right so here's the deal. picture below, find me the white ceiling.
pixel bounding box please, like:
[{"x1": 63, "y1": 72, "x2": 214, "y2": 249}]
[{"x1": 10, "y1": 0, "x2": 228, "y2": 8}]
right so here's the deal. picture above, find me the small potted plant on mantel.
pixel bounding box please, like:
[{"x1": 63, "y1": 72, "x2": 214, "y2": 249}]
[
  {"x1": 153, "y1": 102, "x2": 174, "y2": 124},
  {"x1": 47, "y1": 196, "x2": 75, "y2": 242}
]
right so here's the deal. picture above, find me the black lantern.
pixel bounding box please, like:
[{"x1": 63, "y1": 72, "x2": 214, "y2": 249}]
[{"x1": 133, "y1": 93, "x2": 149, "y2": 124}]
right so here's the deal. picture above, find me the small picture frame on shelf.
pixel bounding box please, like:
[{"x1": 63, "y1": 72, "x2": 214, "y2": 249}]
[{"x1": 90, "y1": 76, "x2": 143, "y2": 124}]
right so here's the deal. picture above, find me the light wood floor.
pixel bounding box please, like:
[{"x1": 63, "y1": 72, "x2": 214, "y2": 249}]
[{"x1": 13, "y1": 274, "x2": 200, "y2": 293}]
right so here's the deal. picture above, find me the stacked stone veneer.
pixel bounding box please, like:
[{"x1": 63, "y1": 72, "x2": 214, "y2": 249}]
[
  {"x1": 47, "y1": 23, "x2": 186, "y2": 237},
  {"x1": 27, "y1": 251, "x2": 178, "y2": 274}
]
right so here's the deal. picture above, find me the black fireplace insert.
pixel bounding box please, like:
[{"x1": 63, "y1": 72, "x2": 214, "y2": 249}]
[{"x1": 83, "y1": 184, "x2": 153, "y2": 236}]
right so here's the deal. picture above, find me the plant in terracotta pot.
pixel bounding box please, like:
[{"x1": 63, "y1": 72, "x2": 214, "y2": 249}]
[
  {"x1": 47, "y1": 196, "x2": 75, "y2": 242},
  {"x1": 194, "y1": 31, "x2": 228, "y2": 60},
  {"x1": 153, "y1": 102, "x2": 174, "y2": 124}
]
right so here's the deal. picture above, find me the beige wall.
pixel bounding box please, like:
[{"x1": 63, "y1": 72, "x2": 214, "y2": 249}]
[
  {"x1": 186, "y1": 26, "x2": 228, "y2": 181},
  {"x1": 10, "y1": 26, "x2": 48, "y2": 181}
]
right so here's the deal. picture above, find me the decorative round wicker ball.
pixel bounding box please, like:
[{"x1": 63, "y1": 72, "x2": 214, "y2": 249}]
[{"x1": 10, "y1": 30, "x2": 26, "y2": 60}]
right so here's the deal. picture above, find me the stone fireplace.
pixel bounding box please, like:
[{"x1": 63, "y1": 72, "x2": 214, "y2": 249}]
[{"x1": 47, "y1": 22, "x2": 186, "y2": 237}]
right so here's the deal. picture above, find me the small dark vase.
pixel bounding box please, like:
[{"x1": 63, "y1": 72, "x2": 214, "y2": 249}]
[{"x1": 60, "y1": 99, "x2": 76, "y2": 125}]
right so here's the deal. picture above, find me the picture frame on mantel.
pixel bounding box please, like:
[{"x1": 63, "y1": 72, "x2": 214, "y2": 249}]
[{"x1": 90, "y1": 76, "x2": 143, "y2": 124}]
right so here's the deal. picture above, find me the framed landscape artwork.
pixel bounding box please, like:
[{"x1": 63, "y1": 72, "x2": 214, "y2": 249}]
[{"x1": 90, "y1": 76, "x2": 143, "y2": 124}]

◇ ◇ ◇ ◇

The task: The lines above, from the start of the records through the one containing "right so here's the deal. picture above, find me the light", are to be printed exactly, and nothing else is to be included.

Response below:
right so here's the deal. picture below, find me the white ceiling.
pixel bounding box please, like:
[{"x1": 63, "y1": 72, "x2": 214, "y2": 249}]
[{"x1": 10, "y1": 0, "x2": 228, "y2": 8}]
right so here's the deal. picture above, find me the small potted plant on mantel.
pixel bounding box please, like:
[{"x1": 63, "y1": 72, "x2": 214, "y2": 249}]
[
  {"x1": 153, "y1": 102, "x2": 174, "y2": 124},
  {"x1": 47, "y1": 196, "x2": 75, "y2": 242}
]
right so here's the deal. picture above, find me the black lantern.
pixel bounding box please, like:
[{"x1": 63, "y1": 72, "x2": 214, "y2": 249}]
[{"x1": 133, "y1": 93, "x2": 149, "y2": 124}]
right so here's the deal. picture above, find me the small picture frame on shelf.
pixel bounding box please, like:
[{"x1": 63, "y1": 72, "x2": 214, "y2": 249}]
[{"x1": 90, "y1": 76, "x2": 143, "y2": 124}]
right so here's the deal. picture above, find me the light wood floor.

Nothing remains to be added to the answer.